Anti-China is in the Australian DNA

Jun 22, 2022
Map of China on a globe
From the start, the pro-China moves we saw from the early seventies had a weak basis. Image: Flickr / Marco Verch Professional

Is there any hope for Australia-China relations? I have spent most of a 60 year career on the periphery of those relations – in Canberra, Hong Kong, Moscow and Japan, with some time in China mainly during the crucial Cultural Revolution period.

I was the first Australian official postwar to be trained in Chinese. I have seen a generation of China-watchers grow in my wake. And I have watched with admiration how some of those people have tried to use logic, their experience, and commonsense to put the relationship on the rails.

But ultimately it ain’t gonna happen.

Buried deep in the Australian DNA is an incorrigible distrust, fear, and even hatred of China. I have seen it closeup many times over the years and it is not going to go away.

There was a brief period in the early seventies when the Kissinger-inspired, US rapprochement with China, combined with Zhou Enlai’s pingpong diplomacy, seemed about to drag Canberra out of its anti-China hatreds. But that was short-lived.

The Kissinger initiative was premised on the Sino-Soviet dispute and as I have written elsewhere (in my 1968 book In Fear of China) that dispute was based on shaky premises and would not last forever.

And as I have also written elsewhere, the pingpong diplomacy and Kissinger moves would probably have been put aside by an incurably anti-Beijing Canberra, but for an incredible series of coincidences revolving around an Australian pingpong leader refusing to sleep on tatami mats.

So from the start, the pro-China moves we saw from the early seventies had a weak basis. They would collapse soon under pressures from anti-China elements, including anti-China coalition governments.

My first hint of Canberra’s innate anti-China bias came back in 1962, with the blatant and cold-blooded decision to join up with London and the US to blame Beijing, and not New Delhi, for the first 1962 Himalayan frontier war, which I had been monitoring on Canberra’s China desk.

┄┄┄┄┄┄┄┄┄┄

In the piece on Australia-China relations, what year does the writer give for the first hint of Canberra's anti-China bias? The material that comes next isn't needed.

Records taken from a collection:
┄┄┄┄┄┄┄┄┄┄

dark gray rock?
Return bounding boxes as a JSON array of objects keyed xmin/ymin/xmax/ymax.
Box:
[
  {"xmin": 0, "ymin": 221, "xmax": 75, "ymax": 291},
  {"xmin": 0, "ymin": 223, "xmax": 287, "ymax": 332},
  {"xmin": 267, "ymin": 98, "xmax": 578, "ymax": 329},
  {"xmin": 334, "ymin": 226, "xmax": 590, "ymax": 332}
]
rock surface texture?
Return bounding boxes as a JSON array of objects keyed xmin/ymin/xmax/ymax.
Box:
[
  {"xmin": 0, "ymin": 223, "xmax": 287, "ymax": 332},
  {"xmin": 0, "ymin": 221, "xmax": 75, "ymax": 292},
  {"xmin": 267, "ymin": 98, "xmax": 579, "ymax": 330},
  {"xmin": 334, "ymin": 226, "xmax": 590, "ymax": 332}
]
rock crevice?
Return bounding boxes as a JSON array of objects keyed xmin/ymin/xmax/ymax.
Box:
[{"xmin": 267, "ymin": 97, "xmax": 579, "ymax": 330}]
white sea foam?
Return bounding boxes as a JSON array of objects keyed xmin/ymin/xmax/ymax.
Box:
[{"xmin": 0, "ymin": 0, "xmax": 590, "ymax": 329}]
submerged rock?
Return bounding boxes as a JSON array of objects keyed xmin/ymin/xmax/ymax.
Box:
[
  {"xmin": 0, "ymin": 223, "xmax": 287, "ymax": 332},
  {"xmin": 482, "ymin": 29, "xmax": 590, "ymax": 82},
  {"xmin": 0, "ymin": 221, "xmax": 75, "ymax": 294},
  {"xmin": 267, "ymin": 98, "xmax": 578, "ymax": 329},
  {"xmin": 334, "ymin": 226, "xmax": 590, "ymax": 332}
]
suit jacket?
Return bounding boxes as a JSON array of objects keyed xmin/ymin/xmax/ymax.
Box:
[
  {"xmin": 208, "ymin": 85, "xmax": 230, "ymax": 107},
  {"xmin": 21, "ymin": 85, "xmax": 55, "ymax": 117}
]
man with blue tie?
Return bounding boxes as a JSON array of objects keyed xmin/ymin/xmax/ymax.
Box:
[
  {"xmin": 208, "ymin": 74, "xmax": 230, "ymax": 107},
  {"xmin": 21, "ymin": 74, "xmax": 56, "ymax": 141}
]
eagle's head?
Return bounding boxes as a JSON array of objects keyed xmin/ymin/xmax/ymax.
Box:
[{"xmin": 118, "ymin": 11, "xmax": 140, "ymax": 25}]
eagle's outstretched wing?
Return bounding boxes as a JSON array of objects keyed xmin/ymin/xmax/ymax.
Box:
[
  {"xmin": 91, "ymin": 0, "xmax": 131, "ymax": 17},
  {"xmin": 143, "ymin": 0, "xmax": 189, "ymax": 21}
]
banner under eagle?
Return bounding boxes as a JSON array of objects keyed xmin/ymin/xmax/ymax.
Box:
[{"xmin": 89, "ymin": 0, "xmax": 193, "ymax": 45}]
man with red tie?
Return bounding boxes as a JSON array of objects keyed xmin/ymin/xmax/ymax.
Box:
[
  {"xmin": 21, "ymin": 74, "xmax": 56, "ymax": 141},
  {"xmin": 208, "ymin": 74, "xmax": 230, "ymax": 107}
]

┄┄┄┄┄┄┄┄┄┄

■ **OUTPUT FOR THIS TASK**: 1962